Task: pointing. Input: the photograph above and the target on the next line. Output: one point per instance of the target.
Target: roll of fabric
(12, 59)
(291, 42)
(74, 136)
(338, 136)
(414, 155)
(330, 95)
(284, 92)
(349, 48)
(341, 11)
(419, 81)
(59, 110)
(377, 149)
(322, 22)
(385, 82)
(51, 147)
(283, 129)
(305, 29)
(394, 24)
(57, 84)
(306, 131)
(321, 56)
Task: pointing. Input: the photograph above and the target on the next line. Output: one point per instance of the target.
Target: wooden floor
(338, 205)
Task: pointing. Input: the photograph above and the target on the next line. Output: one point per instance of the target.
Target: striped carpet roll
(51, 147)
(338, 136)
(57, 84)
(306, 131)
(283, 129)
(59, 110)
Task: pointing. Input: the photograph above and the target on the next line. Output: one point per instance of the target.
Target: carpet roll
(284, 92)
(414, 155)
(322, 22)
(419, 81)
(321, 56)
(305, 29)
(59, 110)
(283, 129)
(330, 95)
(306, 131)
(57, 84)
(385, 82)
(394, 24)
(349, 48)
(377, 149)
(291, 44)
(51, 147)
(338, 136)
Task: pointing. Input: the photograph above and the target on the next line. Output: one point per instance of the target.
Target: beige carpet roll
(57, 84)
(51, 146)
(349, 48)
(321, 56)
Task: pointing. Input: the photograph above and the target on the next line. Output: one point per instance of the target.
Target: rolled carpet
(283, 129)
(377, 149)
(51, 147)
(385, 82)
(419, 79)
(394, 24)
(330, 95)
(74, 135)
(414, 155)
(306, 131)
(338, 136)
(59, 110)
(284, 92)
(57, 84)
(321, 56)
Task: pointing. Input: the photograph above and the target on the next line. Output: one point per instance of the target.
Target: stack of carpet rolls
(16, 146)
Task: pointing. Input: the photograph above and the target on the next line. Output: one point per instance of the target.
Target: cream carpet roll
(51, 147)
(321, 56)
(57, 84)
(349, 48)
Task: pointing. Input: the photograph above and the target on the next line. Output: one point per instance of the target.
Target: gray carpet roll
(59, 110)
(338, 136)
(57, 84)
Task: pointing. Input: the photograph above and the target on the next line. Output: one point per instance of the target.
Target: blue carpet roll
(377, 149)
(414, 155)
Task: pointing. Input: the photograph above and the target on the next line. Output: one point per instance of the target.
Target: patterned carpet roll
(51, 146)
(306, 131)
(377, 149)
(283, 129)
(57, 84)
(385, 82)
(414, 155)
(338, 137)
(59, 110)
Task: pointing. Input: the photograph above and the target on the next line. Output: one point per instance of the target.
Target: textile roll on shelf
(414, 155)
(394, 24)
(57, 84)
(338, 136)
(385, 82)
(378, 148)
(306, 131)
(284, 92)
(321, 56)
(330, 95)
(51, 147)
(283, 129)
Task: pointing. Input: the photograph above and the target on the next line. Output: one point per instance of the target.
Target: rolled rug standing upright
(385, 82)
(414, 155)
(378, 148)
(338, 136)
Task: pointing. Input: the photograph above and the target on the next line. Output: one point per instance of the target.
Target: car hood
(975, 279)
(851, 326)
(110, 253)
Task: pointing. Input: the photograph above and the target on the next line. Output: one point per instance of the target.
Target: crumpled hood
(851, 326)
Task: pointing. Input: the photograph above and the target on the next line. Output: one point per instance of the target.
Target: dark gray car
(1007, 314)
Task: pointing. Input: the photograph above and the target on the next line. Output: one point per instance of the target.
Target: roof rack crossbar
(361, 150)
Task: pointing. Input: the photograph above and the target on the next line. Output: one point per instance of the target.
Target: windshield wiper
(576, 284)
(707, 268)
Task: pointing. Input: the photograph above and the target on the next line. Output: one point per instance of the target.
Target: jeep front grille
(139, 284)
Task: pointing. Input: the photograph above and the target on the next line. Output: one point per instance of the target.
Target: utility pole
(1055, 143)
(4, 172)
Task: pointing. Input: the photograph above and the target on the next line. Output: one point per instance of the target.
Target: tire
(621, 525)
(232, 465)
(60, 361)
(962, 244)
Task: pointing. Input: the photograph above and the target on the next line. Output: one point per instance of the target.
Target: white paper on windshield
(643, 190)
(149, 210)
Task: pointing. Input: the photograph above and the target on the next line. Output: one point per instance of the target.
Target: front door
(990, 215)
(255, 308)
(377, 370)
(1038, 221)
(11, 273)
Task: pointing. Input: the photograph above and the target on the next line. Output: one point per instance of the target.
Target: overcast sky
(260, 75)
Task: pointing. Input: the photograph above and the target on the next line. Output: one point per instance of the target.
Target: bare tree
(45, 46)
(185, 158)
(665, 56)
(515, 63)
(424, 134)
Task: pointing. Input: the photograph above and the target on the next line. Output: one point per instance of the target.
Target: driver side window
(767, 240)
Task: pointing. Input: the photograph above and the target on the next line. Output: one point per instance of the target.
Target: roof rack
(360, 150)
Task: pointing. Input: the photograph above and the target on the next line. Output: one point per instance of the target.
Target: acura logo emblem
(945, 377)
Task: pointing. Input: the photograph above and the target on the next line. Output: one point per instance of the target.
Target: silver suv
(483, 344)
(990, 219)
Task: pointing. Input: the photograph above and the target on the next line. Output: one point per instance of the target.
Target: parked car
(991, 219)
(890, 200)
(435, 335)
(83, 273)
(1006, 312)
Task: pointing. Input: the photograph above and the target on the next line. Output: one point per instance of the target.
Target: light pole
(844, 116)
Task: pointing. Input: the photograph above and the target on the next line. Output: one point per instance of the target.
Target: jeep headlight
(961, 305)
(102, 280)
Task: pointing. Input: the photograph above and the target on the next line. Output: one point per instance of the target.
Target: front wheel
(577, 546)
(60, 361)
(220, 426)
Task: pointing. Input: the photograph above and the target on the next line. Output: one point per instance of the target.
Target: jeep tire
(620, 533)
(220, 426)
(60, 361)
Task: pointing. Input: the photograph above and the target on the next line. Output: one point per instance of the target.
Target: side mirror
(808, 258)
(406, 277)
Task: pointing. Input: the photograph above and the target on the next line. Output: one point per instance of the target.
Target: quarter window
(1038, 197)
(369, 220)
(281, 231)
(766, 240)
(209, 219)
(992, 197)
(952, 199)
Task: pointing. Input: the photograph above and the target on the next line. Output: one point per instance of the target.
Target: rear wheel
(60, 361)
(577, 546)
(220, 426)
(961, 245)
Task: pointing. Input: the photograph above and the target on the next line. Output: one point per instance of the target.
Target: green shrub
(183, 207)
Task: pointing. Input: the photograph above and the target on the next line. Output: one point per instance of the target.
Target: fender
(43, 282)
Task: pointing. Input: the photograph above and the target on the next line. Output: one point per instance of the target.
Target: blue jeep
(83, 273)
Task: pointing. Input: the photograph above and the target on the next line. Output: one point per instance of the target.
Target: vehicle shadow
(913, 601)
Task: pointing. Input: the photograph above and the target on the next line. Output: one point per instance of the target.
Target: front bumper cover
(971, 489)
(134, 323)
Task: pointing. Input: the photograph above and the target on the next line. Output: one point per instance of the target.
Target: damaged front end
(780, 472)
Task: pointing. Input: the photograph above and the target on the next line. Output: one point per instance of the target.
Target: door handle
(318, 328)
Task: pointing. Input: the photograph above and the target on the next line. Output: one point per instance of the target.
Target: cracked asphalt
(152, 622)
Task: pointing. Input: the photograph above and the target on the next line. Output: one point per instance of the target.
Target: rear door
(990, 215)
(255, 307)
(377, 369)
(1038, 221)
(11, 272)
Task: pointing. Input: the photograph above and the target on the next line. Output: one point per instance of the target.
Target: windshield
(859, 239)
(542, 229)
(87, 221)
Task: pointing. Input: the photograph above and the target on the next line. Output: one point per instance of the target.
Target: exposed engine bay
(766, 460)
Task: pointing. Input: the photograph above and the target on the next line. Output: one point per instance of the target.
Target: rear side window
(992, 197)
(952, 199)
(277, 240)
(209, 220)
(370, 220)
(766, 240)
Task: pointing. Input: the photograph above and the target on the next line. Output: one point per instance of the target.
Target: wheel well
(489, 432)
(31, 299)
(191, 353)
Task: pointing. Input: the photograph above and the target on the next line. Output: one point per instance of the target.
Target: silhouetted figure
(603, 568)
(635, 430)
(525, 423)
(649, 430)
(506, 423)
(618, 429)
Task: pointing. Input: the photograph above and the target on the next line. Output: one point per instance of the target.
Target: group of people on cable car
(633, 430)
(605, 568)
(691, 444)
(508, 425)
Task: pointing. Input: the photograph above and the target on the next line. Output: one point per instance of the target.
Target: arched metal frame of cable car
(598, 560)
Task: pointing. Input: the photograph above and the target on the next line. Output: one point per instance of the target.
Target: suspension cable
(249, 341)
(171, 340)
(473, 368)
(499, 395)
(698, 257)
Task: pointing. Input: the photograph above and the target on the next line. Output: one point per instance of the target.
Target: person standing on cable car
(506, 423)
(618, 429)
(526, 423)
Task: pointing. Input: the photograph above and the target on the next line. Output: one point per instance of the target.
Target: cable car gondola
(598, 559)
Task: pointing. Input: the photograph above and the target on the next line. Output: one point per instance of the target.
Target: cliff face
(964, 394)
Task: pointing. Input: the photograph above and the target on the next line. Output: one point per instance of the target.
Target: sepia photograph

-------

Pull out each line above that contains the string "side", treating uppercase and lowercase as different. Reproduce those lines unchanged.

**The solution**
Target: driver side window
Target: side mirror
Target: rear side window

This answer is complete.